BEGIN
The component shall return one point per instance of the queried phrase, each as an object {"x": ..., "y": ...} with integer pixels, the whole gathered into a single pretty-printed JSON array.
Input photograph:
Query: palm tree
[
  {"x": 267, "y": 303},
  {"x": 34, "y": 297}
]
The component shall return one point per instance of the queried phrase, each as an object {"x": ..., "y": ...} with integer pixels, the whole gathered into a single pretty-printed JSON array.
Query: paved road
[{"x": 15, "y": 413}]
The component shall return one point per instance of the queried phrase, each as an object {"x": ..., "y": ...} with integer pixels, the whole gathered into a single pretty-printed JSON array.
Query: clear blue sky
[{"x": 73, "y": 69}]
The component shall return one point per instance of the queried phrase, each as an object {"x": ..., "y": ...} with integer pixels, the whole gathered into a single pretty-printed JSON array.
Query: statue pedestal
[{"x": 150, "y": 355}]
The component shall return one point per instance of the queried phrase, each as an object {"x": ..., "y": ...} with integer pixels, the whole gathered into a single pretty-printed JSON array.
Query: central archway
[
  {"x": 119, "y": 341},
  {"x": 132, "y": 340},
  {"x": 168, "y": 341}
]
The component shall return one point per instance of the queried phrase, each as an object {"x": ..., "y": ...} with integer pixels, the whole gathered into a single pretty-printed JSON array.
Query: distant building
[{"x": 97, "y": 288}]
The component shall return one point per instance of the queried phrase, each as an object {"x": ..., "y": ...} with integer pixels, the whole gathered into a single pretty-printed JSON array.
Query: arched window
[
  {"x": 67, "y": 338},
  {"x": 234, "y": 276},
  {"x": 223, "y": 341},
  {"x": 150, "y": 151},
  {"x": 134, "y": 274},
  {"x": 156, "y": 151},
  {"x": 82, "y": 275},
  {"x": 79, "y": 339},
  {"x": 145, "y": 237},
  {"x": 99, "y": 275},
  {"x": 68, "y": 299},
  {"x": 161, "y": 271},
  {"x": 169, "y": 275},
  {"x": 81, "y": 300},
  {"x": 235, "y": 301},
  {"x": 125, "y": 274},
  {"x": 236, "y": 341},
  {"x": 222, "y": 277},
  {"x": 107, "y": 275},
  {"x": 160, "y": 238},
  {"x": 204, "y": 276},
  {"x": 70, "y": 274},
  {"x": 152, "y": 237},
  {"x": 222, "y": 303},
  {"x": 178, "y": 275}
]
END
• GIVEN REQUEST:
Pull out every line of the rows above that contains the string "Query", and list those lines in their original order.

• WORKED ANSWER:
Query: palm tree
Query: paved road
Query: clear blue sky
Query: statue pedestal
Query: central archway
Query: distant building
Query: arched window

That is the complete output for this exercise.